Rewrite the records below, replacing "drop one marker" with "place one point" and leaving everything else unchanged. Leave the pictures out of your answer.
(begin)
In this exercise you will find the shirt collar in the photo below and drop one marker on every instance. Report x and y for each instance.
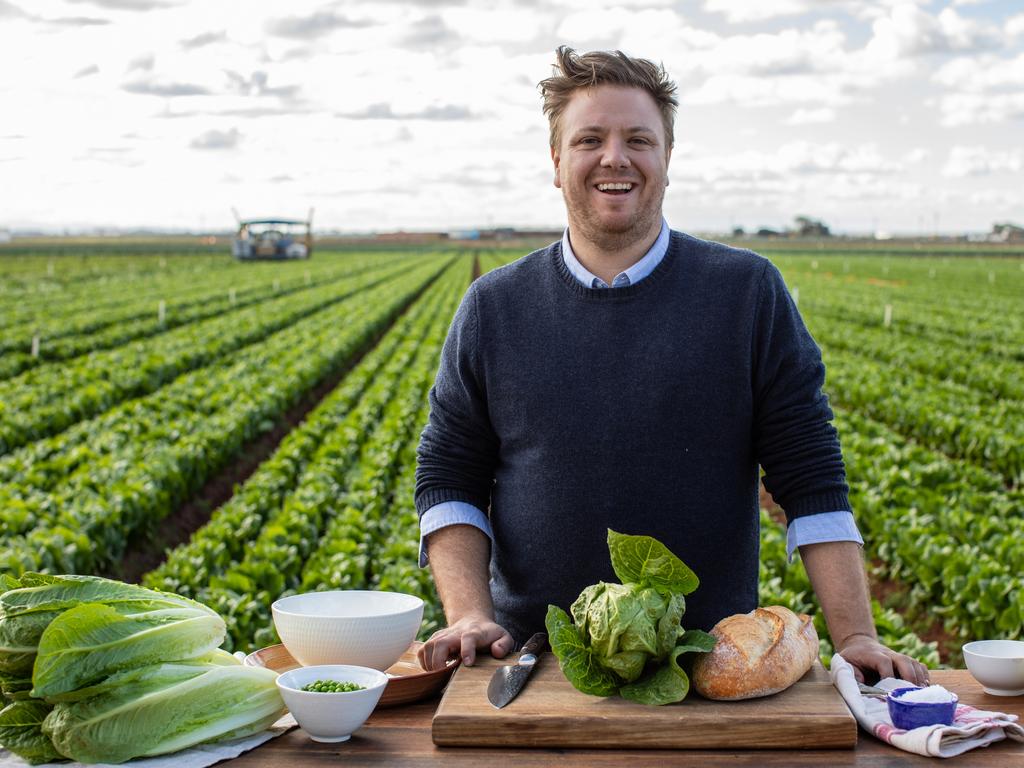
(630, 276)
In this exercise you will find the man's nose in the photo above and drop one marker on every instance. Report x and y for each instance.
(614, 155)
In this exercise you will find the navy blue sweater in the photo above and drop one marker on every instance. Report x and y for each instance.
(565, 411)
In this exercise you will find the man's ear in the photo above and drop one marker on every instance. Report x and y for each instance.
(556, 159)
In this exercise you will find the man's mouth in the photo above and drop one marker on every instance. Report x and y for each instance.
(615, 187)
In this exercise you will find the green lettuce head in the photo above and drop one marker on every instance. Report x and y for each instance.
(627, 638)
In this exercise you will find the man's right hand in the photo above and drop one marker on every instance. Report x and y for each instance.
(463, 639)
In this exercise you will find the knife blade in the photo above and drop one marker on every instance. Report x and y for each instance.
(508, 681)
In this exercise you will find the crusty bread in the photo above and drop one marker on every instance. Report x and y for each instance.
(757, 654)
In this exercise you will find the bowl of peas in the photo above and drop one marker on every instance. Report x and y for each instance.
(331, 701)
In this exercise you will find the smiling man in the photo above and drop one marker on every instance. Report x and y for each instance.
(634, 378)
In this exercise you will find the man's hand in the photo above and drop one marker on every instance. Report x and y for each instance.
(459, 556)
(463, 639)
(837, 572)
(865, 653)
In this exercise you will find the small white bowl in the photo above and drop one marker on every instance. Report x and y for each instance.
(997, 665)
(331, 717)
(355, 627)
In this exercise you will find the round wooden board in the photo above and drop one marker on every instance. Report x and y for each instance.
(410, 682)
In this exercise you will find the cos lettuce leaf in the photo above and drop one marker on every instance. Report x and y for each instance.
(33, 601)
(92, 641)
(165, 708)
(22, 732)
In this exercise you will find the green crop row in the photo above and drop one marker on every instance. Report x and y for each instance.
(318, 536)
(76, 333)
(178, 438)
(947, 530)
(992, 378)
(782, 583)
(945, 416)
(233, 525)
(49, 398)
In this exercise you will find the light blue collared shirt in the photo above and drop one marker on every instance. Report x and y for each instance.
(824, 526)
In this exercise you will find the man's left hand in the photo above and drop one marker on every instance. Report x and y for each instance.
(867, 654)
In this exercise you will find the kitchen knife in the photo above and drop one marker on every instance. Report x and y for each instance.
(508, 681)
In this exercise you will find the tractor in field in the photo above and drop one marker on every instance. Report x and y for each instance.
(273, 239)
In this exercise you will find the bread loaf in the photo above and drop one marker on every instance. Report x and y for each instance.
(757, 654)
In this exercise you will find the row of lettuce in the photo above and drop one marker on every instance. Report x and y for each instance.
(931, 415)
(332, 508)
(71, 503)
(72, 327)
(96, 671)
(46, 399)
(932, 445)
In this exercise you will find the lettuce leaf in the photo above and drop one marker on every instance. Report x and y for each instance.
(165, 708)
(36, 599)
(91, 641)
(643, 560)
(628, 637)
(20, 731)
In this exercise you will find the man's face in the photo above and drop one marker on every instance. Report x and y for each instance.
(611, 164)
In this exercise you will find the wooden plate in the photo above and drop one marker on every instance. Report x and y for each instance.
(409, 682)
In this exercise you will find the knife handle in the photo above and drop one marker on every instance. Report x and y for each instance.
(534, 646)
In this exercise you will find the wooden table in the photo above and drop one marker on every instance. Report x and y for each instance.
(400, 736)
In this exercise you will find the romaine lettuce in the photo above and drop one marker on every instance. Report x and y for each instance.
(165, 708)
(627, 637)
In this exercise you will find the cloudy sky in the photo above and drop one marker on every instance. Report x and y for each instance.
(871, 115)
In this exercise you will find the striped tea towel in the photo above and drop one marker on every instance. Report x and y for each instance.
(971, 727)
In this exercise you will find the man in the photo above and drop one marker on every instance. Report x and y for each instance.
(634, 378)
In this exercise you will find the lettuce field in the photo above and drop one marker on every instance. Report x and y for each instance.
(237, 431)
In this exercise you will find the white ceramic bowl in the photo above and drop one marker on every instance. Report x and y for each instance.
(355, 627)
(997, 665)
(331, 717)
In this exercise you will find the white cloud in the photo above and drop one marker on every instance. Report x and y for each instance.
(981, 89)
(808, 117)
(978, 161)
(916, 155)
(744, 10)
(908, 31)
(793, 159)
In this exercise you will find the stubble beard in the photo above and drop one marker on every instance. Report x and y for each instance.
(585, 220)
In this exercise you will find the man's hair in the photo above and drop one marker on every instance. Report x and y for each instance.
(578, 71)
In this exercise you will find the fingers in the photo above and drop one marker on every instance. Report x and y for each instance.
(501, 646)
(911, 670)
(434, 653)
(463, 639)
(883, 664)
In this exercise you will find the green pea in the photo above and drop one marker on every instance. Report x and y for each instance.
(332, 686)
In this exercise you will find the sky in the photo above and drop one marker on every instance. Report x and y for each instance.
(872, 116)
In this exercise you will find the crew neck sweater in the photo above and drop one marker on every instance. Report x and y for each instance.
(531, 419)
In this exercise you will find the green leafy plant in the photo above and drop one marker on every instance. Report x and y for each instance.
(627, 638)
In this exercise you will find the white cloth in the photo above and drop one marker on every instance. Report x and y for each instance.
(195, 757)
(971, 728)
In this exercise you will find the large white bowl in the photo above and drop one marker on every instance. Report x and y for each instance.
(354, 627)
(331, 717)
(997, 665)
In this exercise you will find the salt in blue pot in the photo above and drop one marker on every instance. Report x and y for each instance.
(910, 715)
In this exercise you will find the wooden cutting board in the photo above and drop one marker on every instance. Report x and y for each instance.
(549, 712)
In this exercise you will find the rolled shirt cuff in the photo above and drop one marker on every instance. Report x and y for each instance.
(450, 513)
(824, 526)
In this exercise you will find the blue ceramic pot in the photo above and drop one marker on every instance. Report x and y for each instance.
(910, 715)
(end)
> **Reply to the task**
In this exercise you will find the shirt collar in the photo below and place one point on every instance. Report x and y for each instance.
(630, 276)
In this exercise you will find the man's nose in the photo above and place one point on every instance. Report x and y for each instance.
(614, 155)
In this exercise you will find the navy blue sweater in the photo above and place one point on every instance. Report x and y for each instance.
(565, 411)
In this exercise you will find the man's ear in the photo above and place one point on every instance. Report x and y for each instance.
(556, 159)
In this exercise you will find the man's mouth in the photo above and place one point on every instance. Report x and y for each instance.
(615, 187)
In this exercise you will find the green lettuce head in the photo above and place one point on every instance. Report x and y for each instance.
(627, 638)
In this exercise you will find the man's right hand in the photo above and place one point on every instance. Report x and y for each instance.
(463, 639)
In this exercise you will find the knife blade in the photo above and place one point on every instance. Report x and y for each instance.
(508, 681)
In this exercise you will find the crusty bread in the photo above and place one point on every instance. Report x and y for each instance.
(757, 654)
In this exercise you will find the bowl of peas in the photo above and place one point on every instance. Report x and y for each instance.
(331, 701)
In this exercise you will find the smiling man in the photo above and place one point on every instance. Report x and y for each instance.
(634, 378)
In this exercise you will find the man's hand in the photo above and place one point on every instance. Report x and y for each instance.
(459, 556)
(463, 639)
(837, 572)
(865, 653)
In this exercise you will find the small white bowl in the photo above and place one point on every instance. Report x and y for each instance.
(997, 665)
(331, 717)
(355, 627)
In this exercise you will find the round wooden board in the photo above and place one point on every instance. Report x and y for each instance.
(410, 682)
In this exercise you will find the cos lettuce leaf in the photo above and place one point on every instance. Report x and y for each instance.
(33, 601)
(92, 641)
(165, 708)
(22, 732)
In this exercise you will find the green crop row in the photo above and place one point on every instance. Report x and y for each instance.
(318, 536)
(76, 333)
(178, 438)
(947, 530)
(992, 378)
(782, 583)
(945, 416)
(233, 525)
(49, 398)
In this exercise you will find the light blue collared shirt in the photo above and place one point on every instance. Report x and y for each instance.
(824, 526)
In this exercise you will find the man's left hand in the photo above and place one point on every instance. Report x and y for each instance.
(867, 654)
In this exercise you will find the kitchen knife in the photo above and place one point on every instance. Report x and y for each instance.
(508, 681)
In this exercise you will find the tractor in field in the photo above and place one point on every instance. Report x and y for each instance.
(273, 239)
In this exercise you will find the bread loaf in the photo above and place one point on every instance. Report x and y for each instance.
(757, 654)
In this exercise you will find the row of lettuce in the photo above and place one point on every instance. Report x and y for each instance.
(931, 415)
(332, 508)
(71, 503)
(72, 327)
(96, 671)
(46, 399)
(932, 445)
In this exercise you will find the lettuce leaf in the photo above and place one point on every instance. Report x and y for each instance.
(165, 708)
(36, 599)
(91, 641)
(643, 560)
(628, 637)
(20, 731)
In this exercise you will find the man's face in the photo above and place one point on every instance. Report x and y for each instance.
(611, 164)
In this exercise you will find the wooden plate in the photo above and place one point on every instance. Report x and y for each instance.
(409, 682)
In this exercise you will find the knife handle in the photo above and place one point on every instance. Report x and y for each instance.
(534, 646)
In this exercise you will find the wooden table in the photo above and place one point on every instance. Report x and y for each instance.
(400, 736)
In this exercise you will find the romaine lettuce in the photo above and place one point on every instance. Report x and y for each instance.
(165, 708)
(627, 637)
In this exercise you will find the cloudy sky in the photo above and place one point on every instance. Report x and y for each instance.
(871, 115)
In this exercise you will find the striped tea towel in the photo above and place one point on every instance. Report x and y for each instance.
(971, 727)
In this exercise you will find the man in the photo above and place one point on every instance. Report x and y for each instance.
(634, 378)
In this exercise you will find the lettuce field in the photo above and place one point on every instance. Report x and y for each instance.
(237, 431)
In this exercise you will find the white ceramic bowl in the photo above and place one point on every instance. Report x and y for each instance.
(355, 627)
(997, 665)
(331, 717)
In this exercise you will find the white cloud in the photo above and place one point on every instance. Report x and y for each instance.
(981, 89)
(808, 117)
(978, 161)
(916, 155)
(744, 10)
(908, 31)
(793, 159)
In this exercise you will find the stubble beard in the photo above and place one point on every instance. Report x and y for each instance.
(585, 220)
In this exercise you will find the man's hair in the photo above and place one point on every instance. Report x and y for each instance.
(578, 71)
In this exercise you will find the fingers in the photo above and place one point on every instance. Report x and y for each instance.
(501, 646)
(911, 670)
(434, 653)
(463, 639)
(883, 664)
In this exercise you will find the green pea in the photo above and place one point on every instance. Report x and y for each instance.
(332, 686)
In this exercise you will find the sky in the photo above and place one point on every instance. Report x and y for each instance.
(872, 116)
In this exercise you will find the crew neck sweater in the photo above and place one point on every instance. Report x and y for each instance.
(531, 419)
In this exercise you will find the green leafy plant in the photo above and place one point on every instance. Report x and y for each instance.
(627, 638)
In this exercise you will find the white cloth in the photo above and place one point on every instance. Report x and y for each instance.
(195, 757)
(971, 728)
In this exercise you will find the large white bowl in the photo above and place one point on every instance. Report x and y for each instance.
(354, 627)
(331, 717)
(997, 665)
In this exercise you will find the salt in blue pot in the photo above and place one point on every instance. Report x and y for each instance.
(910, 715)
In this exercise you will find the wooden cutting board in the photo above and place one point on every instance. Report x and y for each instance.
(549, 712)
In this exercise you will find the rolled shirt cuff in the photo above and place one point on every instance. Report x and y for each instance.
(450, 513)
(824, 526)
In this exercise you will find the blue ceramic pot in the photo above and place one point on every instance. Report x and y for each instance.
(910, 715)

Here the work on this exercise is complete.